*SUPPLIED ENTRIES:*
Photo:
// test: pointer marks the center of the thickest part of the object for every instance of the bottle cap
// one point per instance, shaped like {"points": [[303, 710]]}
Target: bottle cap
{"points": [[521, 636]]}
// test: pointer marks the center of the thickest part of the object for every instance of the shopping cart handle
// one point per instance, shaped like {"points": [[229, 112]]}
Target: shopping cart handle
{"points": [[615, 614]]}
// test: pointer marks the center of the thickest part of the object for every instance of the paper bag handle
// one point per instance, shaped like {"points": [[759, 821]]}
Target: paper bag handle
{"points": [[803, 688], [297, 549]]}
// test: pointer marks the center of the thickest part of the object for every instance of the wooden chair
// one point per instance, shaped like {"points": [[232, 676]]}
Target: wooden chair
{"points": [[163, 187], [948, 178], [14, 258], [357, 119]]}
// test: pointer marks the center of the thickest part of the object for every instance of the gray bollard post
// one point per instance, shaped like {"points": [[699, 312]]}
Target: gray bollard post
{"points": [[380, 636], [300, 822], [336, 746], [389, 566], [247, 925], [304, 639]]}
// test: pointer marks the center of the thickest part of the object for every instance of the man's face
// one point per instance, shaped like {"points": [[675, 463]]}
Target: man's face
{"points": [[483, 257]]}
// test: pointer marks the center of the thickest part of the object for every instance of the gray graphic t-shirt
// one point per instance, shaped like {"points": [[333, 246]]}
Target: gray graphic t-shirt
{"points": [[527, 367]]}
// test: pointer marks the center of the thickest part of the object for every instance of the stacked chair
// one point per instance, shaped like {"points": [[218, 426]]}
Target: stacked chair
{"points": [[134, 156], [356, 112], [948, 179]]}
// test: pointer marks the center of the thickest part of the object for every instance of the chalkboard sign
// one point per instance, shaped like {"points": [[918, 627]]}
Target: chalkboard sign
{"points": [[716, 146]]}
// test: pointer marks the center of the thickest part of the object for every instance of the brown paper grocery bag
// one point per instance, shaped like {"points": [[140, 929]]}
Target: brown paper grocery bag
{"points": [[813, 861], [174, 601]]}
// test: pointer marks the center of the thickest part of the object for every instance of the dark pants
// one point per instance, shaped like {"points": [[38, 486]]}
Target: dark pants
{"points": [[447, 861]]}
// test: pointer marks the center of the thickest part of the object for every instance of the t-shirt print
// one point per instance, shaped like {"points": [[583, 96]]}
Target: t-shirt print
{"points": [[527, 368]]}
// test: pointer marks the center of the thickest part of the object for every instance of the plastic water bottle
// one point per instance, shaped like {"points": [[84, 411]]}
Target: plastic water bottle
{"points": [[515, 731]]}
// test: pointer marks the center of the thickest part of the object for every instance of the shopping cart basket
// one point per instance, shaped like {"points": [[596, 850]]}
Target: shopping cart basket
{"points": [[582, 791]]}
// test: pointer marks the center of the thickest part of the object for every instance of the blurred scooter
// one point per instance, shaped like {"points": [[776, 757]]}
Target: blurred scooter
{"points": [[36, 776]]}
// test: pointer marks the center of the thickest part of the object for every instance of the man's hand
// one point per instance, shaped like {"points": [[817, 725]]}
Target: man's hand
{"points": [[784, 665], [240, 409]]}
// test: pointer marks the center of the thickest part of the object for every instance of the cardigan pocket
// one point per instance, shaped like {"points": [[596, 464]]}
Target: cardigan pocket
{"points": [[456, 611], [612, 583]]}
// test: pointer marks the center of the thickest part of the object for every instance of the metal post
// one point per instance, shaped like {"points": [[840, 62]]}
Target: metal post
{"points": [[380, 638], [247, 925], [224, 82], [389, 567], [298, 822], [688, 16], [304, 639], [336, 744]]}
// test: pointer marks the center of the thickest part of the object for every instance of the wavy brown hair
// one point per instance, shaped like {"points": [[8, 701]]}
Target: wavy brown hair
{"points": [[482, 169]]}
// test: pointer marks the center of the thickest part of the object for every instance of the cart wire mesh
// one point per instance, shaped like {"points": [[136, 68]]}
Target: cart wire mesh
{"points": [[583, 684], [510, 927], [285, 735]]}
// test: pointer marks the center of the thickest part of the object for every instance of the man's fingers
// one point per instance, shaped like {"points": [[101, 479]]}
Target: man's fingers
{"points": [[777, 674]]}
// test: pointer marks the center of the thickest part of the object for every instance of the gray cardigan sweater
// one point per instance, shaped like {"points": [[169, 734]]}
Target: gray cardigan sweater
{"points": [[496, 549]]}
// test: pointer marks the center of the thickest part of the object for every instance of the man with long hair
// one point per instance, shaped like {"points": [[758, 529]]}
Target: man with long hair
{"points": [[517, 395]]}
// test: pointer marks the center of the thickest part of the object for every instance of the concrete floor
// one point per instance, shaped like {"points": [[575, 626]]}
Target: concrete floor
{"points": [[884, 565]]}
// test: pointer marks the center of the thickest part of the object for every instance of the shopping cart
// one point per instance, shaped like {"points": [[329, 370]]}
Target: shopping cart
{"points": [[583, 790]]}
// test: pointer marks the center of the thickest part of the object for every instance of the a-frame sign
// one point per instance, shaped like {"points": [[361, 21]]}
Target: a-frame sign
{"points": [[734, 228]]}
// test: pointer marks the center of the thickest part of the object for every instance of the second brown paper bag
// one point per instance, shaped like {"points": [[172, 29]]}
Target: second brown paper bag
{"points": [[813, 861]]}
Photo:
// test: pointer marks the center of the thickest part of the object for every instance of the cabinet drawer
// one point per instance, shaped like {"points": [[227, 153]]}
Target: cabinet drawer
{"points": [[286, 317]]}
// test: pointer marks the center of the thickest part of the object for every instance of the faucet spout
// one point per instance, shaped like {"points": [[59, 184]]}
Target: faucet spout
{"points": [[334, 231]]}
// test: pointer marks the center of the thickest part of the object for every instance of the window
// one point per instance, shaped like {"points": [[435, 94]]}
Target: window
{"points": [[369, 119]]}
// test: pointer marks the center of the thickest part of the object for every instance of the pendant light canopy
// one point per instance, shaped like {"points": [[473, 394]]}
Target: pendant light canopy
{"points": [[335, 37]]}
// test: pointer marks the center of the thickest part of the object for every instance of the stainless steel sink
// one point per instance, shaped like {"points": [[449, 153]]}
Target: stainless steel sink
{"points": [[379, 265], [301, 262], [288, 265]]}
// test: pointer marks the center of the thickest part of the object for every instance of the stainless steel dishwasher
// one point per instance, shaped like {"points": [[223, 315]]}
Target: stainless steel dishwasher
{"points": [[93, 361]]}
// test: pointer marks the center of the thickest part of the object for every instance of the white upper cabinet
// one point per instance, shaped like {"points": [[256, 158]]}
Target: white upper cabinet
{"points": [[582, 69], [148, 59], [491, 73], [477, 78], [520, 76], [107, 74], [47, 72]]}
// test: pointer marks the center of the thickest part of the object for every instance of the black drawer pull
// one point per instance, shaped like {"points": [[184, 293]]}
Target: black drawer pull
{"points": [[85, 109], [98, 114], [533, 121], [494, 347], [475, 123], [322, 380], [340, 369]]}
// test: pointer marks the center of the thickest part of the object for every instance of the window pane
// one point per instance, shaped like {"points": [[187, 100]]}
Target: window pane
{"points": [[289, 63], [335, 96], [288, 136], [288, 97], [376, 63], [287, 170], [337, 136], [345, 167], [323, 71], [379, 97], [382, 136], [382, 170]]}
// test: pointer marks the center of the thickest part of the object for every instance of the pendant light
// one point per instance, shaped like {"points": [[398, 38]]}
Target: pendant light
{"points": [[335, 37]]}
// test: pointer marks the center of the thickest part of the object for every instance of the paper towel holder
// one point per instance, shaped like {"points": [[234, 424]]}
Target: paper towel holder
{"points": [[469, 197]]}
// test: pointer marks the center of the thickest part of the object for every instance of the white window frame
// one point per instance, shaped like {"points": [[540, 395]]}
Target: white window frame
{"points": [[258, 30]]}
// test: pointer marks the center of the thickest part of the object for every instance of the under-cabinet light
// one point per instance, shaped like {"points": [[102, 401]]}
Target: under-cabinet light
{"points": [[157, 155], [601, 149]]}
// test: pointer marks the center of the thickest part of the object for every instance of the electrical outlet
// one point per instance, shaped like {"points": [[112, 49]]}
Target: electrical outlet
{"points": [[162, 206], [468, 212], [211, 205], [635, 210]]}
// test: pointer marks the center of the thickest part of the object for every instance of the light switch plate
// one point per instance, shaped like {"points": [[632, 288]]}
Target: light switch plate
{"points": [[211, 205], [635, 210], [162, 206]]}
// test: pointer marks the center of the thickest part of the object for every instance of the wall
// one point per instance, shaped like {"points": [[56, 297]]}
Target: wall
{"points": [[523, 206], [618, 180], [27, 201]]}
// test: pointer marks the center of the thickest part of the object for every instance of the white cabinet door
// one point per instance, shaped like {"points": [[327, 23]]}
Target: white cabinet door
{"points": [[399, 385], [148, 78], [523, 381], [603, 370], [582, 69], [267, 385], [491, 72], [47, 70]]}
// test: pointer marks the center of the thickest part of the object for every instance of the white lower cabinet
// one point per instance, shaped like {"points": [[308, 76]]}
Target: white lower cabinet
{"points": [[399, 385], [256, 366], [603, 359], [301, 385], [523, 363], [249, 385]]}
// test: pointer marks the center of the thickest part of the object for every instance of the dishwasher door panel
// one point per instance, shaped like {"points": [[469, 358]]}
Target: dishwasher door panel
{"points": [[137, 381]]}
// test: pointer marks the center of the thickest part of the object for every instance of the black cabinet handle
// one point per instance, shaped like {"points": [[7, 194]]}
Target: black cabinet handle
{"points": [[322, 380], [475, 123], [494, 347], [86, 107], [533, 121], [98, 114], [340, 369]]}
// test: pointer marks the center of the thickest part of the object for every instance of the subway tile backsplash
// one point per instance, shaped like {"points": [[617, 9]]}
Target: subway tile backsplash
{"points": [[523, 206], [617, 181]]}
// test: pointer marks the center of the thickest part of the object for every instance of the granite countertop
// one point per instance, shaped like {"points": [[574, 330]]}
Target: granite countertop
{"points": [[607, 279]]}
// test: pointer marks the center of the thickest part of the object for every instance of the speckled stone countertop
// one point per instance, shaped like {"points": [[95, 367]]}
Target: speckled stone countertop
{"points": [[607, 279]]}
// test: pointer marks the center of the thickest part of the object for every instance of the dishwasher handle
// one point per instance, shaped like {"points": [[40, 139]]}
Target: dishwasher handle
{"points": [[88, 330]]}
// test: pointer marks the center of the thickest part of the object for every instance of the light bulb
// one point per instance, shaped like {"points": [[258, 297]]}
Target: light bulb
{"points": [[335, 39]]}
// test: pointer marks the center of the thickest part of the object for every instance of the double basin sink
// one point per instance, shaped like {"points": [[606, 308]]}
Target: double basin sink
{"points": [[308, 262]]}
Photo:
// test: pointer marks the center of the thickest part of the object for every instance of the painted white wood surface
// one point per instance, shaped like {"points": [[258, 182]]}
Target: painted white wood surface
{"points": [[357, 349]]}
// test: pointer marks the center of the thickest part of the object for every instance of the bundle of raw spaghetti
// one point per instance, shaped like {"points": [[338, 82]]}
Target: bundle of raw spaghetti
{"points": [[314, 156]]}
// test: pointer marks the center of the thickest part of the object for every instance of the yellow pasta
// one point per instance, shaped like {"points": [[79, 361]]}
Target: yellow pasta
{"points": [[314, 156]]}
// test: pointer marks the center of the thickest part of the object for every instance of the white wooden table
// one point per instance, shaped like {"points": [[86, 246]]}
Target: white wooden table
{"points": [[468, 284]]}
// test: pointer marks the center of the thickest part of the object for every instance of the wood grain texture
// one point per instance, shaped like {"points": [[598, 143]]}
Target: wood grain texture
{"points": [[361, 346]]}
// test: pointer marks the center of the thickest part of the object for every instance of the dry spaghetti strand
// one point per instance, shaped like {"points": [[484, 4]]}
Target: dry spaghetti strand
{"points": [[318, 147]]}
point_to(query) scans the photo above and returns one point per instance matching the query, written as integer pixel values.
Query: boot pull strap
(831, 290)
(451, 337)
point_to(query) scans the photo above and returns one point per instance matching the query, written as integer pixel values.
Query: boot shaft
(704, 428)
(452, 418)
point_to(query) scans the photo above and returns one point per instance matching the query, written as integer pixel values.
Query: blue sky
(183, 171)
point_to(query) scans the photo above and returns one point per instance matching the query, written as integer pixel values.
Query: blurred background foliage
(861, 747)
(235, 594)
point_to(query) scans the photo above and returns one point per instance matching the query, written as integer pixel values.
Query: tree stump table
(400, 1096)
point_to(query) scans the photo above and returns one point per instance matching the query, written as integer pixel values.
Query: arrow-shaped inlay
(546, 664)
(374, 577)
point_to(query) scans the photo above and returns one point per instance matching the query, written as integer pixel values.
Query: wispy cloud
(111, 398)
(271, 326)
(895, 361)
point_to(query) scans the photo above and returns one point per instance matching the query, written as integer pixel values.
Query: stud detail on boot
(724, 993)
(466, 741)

*TASK BRIEF:* Give again, word for word, every line of the listing above from the one with "Target: stainless steel sink" to the one with "the white upper cabinet", both inclusive, and nothing beyond them.

*SOLUTION FOR THIS PROBLEM:*
Target: stainless steel sink
{"points": [[379, 265], [301, 262], [288, 265]]}
// test: pointer marks the center of the thickest part of the object for every instance of the stainless steel dishwasher
// one point per instance, shaped like {"points": [[223, 315]]}
Target: stainless steel dishwasher
{"points": [[93, 361]]}
// test: pointer marks the center of the thickest part of the object for every instance of the white upper cabinet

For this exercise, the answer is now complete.